Copy out every line of the material below without changing a single character.

---------- MATERIAL FOR THIS EXERCISE

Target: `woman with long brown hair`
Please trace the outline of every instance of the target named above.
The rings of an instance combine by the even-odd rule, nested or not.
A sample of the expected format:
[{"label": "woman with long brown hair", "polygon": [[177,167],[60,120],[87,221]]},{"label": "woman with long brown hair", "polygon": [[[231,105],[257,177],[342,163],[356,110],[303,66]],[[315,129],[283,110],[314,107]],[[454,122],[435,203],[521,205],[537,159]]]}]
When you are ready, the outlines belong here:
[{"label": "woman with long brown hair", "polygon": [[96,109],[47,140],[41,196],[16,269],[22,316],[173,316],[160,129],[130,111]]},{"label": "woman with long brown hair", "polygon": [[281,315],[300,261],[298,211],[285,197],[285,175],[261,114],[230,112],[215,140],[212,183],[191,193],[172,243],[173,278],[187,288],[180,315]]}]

--------------------

→ RESPONSE BELOW
Target: `woman with long brown hair`
Please trace the outline of every instance of the target named above.
The rings of an instance combine by the even-odd rule, nested or not.
A sample of the expected format:
[{"label": "woman with long brown hair", "polygon": [[177,167],[60,120],[87,221]]},{"label": "woman with long brown hair", "polygon": [[[231,105],[257,177],[342,163],[356,110],[303,66]],[[315,129],[283,110],[314,107]],[[454,122],[435,203],[521,205],[537,159]]]}]
When you are ready, the outlines belong here:
[{"label": "woman with long brown hair", "polygon": [[96,109],[47,140],[41,196],[16,269],[22,316],[173,316],[160,129],[130,111]]},{"label": "woman with long brown hair", "polygon": [[281,315],[300,261],[298,211],[285,197],[285,175],[261,114],[230,112],[215,140],[212,183],[191,193],[172,243],[173,278],[187,288],[180,315]]}]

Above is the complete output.